Set task:
Reproduce the listing below word for word, line by line, without changing anything.

###

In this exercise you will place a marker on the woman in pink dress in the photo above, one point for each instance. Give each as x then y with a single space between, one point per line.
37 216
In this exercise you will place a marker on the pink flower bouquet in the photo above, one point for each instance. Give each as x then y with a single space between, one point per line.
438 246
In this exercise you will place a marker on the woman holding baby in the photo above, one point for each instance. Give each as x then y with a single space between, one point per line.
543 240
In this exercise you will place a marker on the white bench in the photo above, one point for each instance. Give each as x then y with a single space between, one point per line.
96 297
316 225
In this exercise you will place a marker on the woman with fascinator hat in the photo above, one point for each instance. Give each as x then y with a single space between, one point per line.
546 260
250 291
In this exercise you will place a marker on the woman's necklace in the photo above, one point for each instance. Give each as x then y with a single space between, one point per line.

###

Result:
In this exercise you will place a marker on the woman in pink dress in the photo above, one point for each instance. Give each as x then y with a single space between, one point per line.
37 216
In this exercise you will place a marker on the pink flower bouquet in the photo above, one point for each instance. Give each as x then y with a single space between, one point per line.
438 246
In this exercise you will place a marker on the woman holding baby in the photo above, one point for each instance. Give each as x then y with a single space between, one point per line.
543 240
In this exercise you will place a marker on the white bench in the photo above, one point for each instance. Give each as x then y with a single space between, one point per line.
96 297
316 225
In this exercise you will place a marker on the woman with fascinator hat in the photo above, one point for each instance. Give each as x then y with a single space between, one point per line.
546 260
250 291
In this exercise you will place a marker on the woman's necklace in the photo above, one point for each instance. Give each as x then y with a single space between, one point per line.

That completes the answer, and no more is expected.